-- EXCERTO DA PÁGINA --
O país mais populoso do mundo, que está a construir a sua própria indústria de fabrico de baterias, está 100% dependente das importações de minerais para baterias, como o lítio, o cobalto e o níquel, incluindo da China, o maior processador mundial de minerais de transição.
Em 2023, a nação do Sul da Ásia anunciou a sua primeira descoberta significativa de reservas de lítio. Mas as minas nacionais demorarão mais de uma década a começar a produzir, enquanto se espera que a procura de minerais críticos da Índia mais do que duplique até 2030 - mantendo o país dependente das importações nos próximos anos. Para garantir o abastecimento interno, o governo está a tentar expandir as capacidades de reciclagem do país. O governo estabeleceu objetivos para que 90% dos materiais das baterias de veículos elétricos sejam recuperados até 2027 e para que as novas baterias utilizem pelo menos 20% de materiais reciclados até 2030. Anunciou recentemente planos para uma Missão de Minerais Críticos centrada na reciclagem e está a apoiar a investigação e a inovação no sector da reciclagem de minerais. O Ministério das Minas está a desenvolver um regime que recompensaria financeiramente as empresas que investem na extração urbana e na reciclagem de resíduos eletrónicos.

-- EXCERTO DA LISTAGEM --
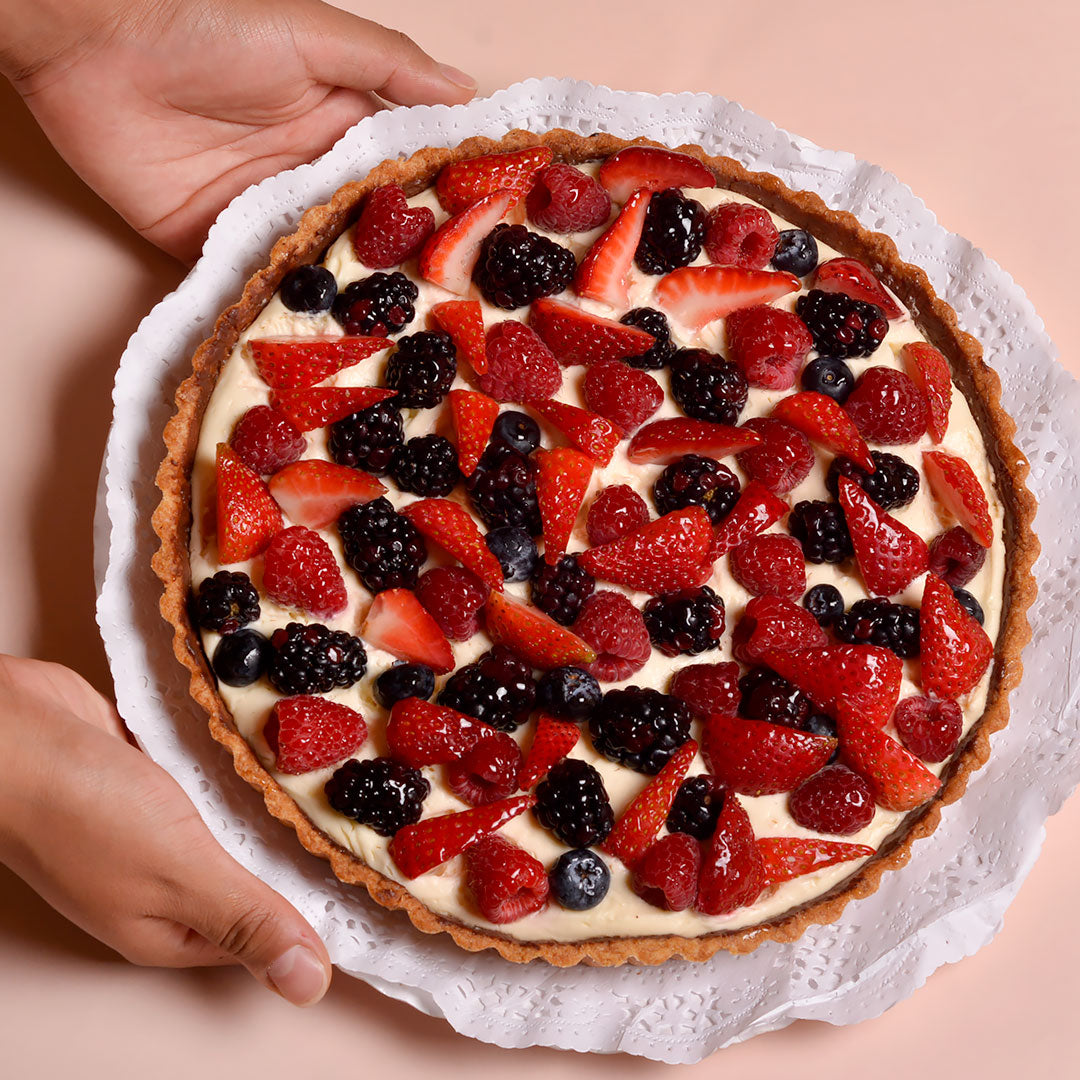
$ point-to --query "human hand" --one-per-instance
(112, 842)
(169, 108)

-- OBJETIVO DA TAREFA --
Indique todos os minerais para baterias que o texto sobre a reciclagem de baterias na Índia menciona pelo nome.

-- RESPOSTA À TAREFA --
Lítio, cobalto e níquel.